• **Exercise details**: All lines holding the word "with" are to be copied from the records beneath.

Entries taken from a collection
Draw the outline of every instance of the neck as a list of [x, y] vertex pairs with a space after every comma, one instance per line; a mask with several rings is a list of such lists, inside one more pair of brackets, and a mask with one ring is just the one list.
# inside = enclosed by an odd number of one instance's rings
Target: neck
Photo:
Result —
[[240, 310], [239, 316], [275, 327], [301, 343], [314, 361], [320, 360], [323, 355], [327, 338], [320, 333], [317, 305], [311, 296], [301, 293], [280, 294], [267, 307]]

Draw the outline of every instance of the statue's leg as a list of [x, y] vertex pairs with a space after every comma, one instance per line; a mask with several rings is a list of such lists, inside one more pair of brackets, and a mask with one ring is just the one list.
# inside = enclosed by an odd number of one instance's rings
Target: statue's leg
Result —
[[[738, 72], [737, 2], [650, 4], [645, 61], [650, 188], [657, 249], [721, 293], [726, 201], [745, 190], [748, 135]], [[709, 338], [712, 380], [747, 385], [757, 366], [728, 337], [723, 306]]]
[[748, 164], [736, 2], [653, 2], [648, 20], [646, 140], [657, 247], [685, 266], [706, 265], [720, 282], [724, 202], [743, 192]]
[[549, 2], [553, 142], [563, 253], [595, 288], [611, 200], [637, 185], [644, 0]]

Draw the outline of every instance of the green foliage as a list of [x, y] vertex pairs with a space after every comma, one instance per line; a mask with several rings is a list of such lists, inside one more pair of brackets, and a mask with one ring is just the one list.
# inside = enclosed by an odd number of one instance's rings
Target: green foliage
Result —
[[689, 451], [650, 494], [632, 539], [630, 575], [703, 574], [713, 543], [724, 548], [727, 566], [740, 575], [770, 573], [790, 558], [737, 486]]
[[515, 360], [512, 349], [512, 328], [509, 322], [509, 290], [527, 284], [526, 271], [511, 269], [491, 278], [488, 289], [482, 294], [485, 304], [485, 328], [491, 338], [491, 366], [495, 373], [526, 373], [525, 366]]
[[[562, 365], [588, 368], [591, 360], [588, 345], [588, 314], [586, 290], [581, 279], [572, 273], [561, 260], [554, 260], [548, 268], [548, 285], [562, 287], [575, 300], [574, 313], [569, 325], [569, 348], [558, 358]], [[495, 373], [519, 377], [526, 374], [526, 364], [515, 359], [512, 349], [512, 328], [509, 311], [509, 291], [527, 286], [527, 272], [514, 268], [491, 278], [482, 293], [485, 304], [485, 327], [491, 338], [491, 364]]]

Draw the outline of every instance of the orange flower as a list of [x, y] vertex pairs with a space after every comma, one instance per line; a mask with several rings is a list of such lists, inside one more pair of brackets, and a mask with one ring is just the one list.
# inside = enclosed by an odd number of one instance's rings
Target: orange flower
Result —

• **Output for this exercise**:
Draw the outline of every instance of the neck as a list of [x, y] vertex pairs with a space after every comma, one instance per line; a mask with several rings is a list of such lists, inside one more pair of brackets, and a mask with one ring is just the one list.
Draw the outline of every instance of the statue's leg as a list of [x, y] vertex pairs with a space after every comma, one instance per line; a mask with several rings is a list of such lists, inside one more pair of brackets, and a mask with one ring is just the one list.
Draw the outline of every instance of the green foliage as a list of [x, y] vertex pairs with a space after every comma, one instance per line; a mask with several rings is a list of such lists, inside one more pair of brackets, and a mask with one ring is just the one list.
Draw the outline of every instance of the orange flower as a list of [x, y] vertex pairs with a space after every comma, one instance per line; a mask with several rings is a list of such lists, inside one more pair of brackets, and a mask with one ring is just the one list.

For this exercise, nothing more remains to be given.